(Items listed in a dataset)
· · · ·

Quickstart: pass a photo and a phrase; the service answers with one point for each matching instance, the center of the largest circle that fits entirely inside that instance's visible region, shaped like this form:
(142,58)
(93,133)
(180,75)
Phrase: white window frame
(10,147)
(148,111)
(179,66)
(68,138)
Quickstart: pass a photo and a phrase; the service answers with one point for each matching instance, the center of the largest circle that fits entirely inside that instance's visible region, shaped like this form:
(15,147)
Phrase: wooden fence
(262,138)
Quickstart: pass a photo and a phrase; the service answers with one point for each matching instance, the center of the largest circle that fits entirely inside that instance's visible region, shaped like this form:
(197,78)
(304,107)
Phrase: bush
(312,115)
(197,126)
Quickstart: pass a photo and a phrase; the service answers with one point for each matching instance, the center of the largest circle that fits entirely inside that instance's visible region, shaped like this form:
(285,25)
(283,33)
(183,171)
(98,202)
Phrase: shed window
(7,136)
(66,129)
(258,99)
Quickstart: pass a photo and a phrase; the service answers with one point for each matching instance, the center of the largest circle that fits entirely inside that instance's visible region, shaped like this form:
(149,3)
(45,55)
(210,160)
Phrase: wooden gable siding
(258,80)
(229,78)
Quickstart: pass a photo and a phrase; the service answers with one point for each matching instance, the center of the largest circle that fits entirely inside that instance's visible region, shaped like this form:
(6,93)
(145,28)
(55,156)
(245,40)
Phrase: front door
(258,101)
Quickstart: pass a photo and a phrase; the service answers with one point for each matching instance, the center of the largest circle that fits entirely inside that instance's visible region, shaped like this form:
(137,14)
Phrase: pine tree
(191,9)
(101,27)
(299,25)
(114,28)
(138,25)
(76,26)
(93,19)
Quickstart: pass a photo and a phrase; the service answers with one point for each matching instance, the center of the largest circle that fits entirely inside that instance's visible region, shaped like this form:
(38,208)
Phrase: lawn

· · · ·

> WORK TO COMPLETE
Print every line of the records above without a single difference.

> WRITTEN REPLY
Quickstart: pass a photo and a phrase; the service answers with one point for each matching instance, the center of the largest circle that fits entirely inside that instance's visible region, shaped like this form:
(142,58)
(93,133)
(180,75)
Phrase: white window frame
(10,147)
(148,111)
(179,66)
(68,138)
Quickstart: pass a photo and a phrase; the service answers with one point for each matching instance, the center of the largest circle that fits entirely inside that instance's visible region, shaped like this form:
(15,147)
Phrase: wooden fence
(262,138)
Quickstart: pass a photo and a phrase; the service answers with one point for each matching instance, the center of the largest circle that fits entirely inside that instance's visible region, shaped like this form:
(197,78)
(304,107)
Phrase: bush
(312,115)
(197,126)
Quickstart: pass a photo and a phrase; the service answers with one point for each matching instance, the center of the largest circle that fits entirely inside that instance's visible region, shaped like this form:
(285,25)
(283,33)
(183,171)
(98,202)
Phrase: shed window
(7,136)
(66,129)
(258,99)
Quickstart: pass a photo and a phrase; the service answers with one point for each matching instance, the center of the largest circle that fits entirely inside that instance's visible region, shaped like this form:
(149,3)
(45,55)
(210,160)
Phrase: wooden gable siding
(258,80)
(229,78)
Quickstart: pass a photo and a phrase; the service answers with one point for each matching instance, the center of the largest circle that fits entirely inside that instance's visible region, shaped like this form:
(6,93)
(145,28)
(55,156)
(245,40)
Phrase: front door
(258,101)
Quickstart: pass a photo and a phrase; the service answers with one point for each matching instance, the center of the largest circle that fits entirely inside that instance's visible region, shaped like this form:
(137,14)
Phrase: pine tree
(191,9)
(101,27)
(299,25)
(114,28)
(138,25)
(76,26)
(93,19)
Quickstart: pass a photo and a phrase; the service answers with one point for each matching instance, the center of the largest circle that fits entirely inside that instance's visible region, shaped like this form:
(38,208)
Phrase: lawn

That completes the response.